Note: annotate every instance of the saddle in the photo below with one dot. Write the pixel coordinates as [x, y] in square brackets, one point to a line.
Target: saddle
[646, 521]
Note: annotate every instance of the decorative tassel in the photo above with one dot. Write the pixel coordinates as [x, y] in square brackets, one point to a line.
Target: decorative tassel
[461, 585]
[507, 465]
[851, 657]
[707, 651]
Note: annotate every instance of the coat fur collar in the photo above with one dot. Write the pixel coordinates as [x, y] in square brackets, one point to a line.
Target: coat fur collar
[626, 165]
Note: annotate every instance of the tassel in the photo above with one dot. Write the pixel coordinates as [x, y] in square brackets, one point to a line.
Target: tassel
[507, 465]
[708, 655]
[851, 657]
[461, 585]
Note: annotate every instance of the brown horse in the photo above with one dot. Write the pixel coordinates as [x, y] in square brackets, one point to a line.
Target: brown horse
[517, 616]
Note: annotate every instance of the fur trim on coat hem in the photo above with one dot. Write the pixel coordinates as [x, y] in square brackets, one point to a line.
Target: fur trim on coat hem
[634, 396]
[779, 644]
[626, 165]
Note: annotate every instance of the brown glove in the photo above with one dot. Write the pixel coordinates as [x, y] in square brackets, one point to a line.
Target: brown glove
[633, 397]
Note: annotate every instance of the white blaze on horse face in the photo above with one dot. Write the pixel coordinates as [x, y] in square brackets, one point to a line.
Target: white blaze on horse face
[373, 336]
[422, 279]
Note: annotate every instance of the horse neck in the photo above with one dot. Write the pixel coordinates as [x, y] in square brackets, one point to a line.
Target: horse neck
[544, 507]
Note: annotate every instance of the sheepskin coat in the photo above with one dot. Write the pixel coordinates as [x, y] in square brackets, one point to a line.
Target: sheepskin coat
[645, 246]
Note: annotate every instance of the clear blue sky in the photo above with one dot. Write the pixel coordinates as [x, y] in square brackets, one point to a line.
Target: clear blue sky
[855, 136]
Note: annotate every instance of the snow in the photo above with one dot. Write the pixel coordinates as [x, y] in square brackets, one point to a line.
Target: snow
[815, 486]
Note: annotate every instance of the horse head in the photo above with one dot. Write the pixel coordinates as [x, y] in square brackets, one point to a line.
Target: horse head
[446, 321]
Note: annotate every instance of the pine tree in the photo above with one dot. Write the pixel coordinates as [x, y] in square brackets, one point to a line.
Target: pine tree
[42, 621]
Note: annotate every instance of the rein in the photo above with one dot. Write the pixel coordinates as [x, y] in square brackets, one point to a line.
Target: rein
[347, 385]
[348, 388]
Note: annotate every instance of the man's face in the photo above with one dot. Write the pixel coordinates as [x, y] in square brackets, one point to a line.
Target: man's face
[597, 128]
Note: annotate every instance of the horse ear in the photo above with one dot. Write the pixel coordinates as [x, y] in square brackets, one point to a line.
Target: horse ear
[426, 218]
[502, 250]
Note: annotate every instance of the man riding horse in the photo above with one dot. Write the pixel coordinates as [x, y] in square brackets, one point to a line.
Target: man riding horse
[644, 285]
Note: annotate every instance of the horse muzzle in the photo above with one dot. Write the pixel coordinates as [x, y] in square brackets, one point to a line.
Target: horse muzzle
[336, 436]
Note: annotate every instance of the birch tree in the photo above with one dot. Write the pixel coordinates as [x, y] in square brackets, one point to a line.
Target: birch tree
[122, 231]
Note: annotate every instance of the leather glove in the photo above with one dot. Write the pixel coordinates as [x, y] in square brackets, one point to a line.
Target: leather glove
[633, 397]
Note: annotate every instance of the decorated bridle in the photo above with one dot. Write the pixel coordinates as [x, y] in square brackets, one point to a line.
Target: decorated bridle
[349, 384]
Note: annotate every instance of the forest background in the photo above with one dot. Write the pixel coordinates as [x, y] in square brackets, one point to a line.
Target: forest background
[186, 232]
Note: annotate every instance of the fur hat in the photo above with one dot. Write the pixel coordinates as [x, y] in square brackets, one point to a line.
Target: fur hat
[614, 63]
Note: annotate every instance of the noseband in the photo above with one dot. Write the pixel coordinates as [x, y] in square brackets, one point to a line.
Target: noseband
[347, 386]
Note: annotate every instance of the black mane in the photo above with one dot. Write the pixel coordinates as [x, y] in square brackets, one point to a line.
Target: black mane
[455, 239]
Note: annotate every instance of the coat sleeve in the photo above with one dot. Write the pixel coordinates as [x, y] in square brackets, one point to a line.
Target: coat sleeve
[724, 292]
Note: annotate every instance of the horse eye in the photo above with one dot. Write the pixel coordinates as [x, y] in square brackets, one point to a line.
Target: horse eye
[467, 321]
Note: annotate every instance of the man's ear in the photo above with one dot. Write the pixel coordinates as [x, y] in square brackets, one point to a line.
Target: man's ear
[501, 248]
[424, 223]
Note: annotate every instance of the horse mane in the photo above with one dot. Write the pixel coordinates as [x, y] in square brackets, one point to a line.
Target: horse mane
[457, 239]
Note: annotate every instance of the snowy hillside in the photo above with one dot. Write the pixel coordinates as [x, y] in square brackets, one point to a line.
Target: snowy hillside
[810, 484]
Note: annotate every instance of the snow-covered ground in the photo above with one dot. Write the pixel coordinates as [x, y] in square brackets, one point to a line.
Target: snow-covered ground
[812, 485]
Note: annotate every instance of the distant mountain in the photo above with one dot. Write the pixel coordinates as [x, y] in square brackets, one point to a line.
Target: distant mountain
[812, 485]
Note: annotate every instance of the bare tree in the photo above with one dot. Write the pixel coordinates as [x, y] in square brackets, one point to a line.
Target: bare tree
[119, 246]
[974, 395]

-*-

Problem requirements:
Output each entry precisely as given.

Task output:
Note: annotate every instance of the saddle in the photo below with one dot. Write the pixel coordinates as [x, y] in square brackets, one point to a line.
Target: saddle
[646, 521]
Note: annotate every instance of the decorative tassel in the photo above with one dot. Write the pixel coordinates as [x, y] in square brackets, one point to a line.
Target: decorative tassel
[461, 585]
[507, 465]
[851, 657]
[707, 651]
Note: annotate every instance of the coat fur collar in the photo above with one dot. Write the pixel coordinates as [x, y] in square brackets, one point to a line.
Target: coat fur collar
[626, 165]
Note: annotate every instance of the tassel in the photo above with one dot. Write the pixel coordinates as [x, y] in square brackets, one point to a line.
Target: tassel
[507, 465]
[708, 655]
[851, 657]
[461, 585]
Note: annotate every instance of the brown horse in the photo above with one dot. Write the pixel coordinates as [x, y] in square brackets, one point to a line.
Target: brown horse
[517, 616]
Note: annotate every instance of the fur trim on coat hem in the photo above with one dot. Write the pixel coordinates as [x, y] in square brackets, one point to a line.
Target: fur trim on coat hem
[634, 396]
[779, 644]
[626, 165]
Note: annotate every instance of the brown glove in the photo above with one dot. Write the pixel coordinates as [x, y] in square brackets, one point to a line.
Target: brown glove
[633, 397]
Note: annotate every instance of the white blaze on horse face in the photo above with one dot. Write the pixel coordinates as [x, y] in square brackets, one point to a line.
Target: white blaze on horse face
[373, 336]
[422, 279]
Note: annotate every instance of the horse neck in the photo above with one dot. Write the pixel coordinates as [x, y] in square brackets, one point to a line.
Target: horse neck
[544, 507]
Note: annotate every instance of the sheepskin coat in the photo above with one dot. Write the pixel coordinates as [x, y] in square brackets, one point to a line.
Target: sheepskin coat
[645, 246]
Note: annotate every instance of the clear blue sky in the photo above with one dot. Write the pixel coordinates as [x, y] in square brackets, one point to a line.
Target: clear blue sky
[855, 136]
Note: annotate every instance of the snow in the photo above with one dot. Write the pixel coordinates as [x, y] in square brackets, one point to a line.
Target: snow
[815, 486]
Note: annotate every instance of the horse head in the photo above with one dot. Write the pixel coordinates as [x, y] in square brackets, one point to a line.
Target: horse head
[446, 321]
Note: annotate every instance of the pine tree in the photo above with one dot. Write the pixel coordinates as [x, y] in square brackets, one point to a line.
Target: pine tree
[42, 621]
Note: annotate every instance of the rein in the photo above with one dot. Write the pixel coordinates as [x, y] in square brackets, one point to a line.
Target: rein
[347, 385]
[348, 388]
Note: annotate every instance of the man's face in the photo above with one dot. Write the pixel coordinates as [x, y] in square brackets, one point to a line.
Target: man's face
[597, 128]
Note: annotate every instance of the horse ear in the photo above with one dot. Write the pixel coordinates as [x, y] in square brackets, one point to a line.
Target: horse ear
[426, 218]
[502, 250]
Note: annotate every instance of the man riding horse in the photo above with one dot. Write the pixel coordinates as [x, y] in square brackets, one point to a line.
Target: man riding horse
[644, 285]
Note: annotate every instance of the horse muzzle in the photo above with one dot. Write the pixel coordinates as [x, y] in square brackets, one point to a line.
Target: horse muzzle
[336, 436]
Note: annotate every instance of the birch tree in the photo above with one dot. Write the pixel coordinates as [x, y] in square brackets, one point to a line.
Target: birch tree
[122, 231]
Note: annotate every instance of the leather glove in the photo above with one dot. Write the pixel coordinates as [x, y] in square brackets, one point to a line.
Target: leather glove
[633, 397]
Note: annotate every instance of the decorated bridle in the photo above with one dot. Write the pixel coordinates as [x, y] in square brackets, one point to a line.
Target: decorated bridle
[349, 384]
Note: annotate every instance of the forest background in the photo above with one dot. Write the pixel coordinates as [x, y] in square brackets, one point to a line.
Target: forest background
[186, 232]
Note: annotate every instance of the fur hat in the photo above with one dot. Write the pixel coordinates as [x, y] in square brackets, one point to a line.
Target: fur hat
[614, 63]
Note: annotate every instance of the noseband in the photo above with one dot. Write the pixel coordinates as [x, y] in square brackets, one point to a line.
Target: noseband
[347, 386]
Note: annotate every instance of the black mane in the photo above with one dot. Write the pixel coordinates as [x, y] in square brackets, one point to a line.
Target: black mane
[455, 239]
Note: annotate every instance of the coat sleeve in the photo above with one dot. Write the pixel coordinates as [x, y] in square brackets, one point to a line.
Target: coat sleeve
[724, 292]
Note: annotate every instance of the horse eye in the photo above with one dot. Write the pixel coordinates as [x, y] in square brackets, one point to a line.
Target: horse eye
[467, 321]
Note: annotate every instance of the man's ear in the photo above with one dot. Write the pixel coordinates as [x, y] in square brackets, one point to a line.
Target: man's ear
[501, 248]
[424, 223]
Note: annotate every instance of the horse mane in the photo above with one dot. Write the pixel coordinates as [x, y] in square brackets, one point to a line.
Target: horse mane
[457, 239]
Note: annotate every instance of the snowy hillside in the photo above with one dot. Write the pixel coordinates as [x, y] in square brackets, one point to a line.
Target: snowy hillside
[810, 484]
Note: annotate every instance of the snow-covered ground in the photo above with one dot. Write the pixel coordinates as [x, y] in square brackets, one point to a line.
Target: snow-covered ground
[812, 485]
Note: annotate every instance of the distant mountain in the photo above with one dot. Write the pixel coordinates as [x, y] in square brackets, one point to a line.
Target: distant mountain
[812, 485]
Note: annotate every instance of the bare tree in the photo above with one dot. Write the pixel coordinates as [x, y] in square brackets, one point to a line.
Target: bare tree
[119, 246]
[974, 395]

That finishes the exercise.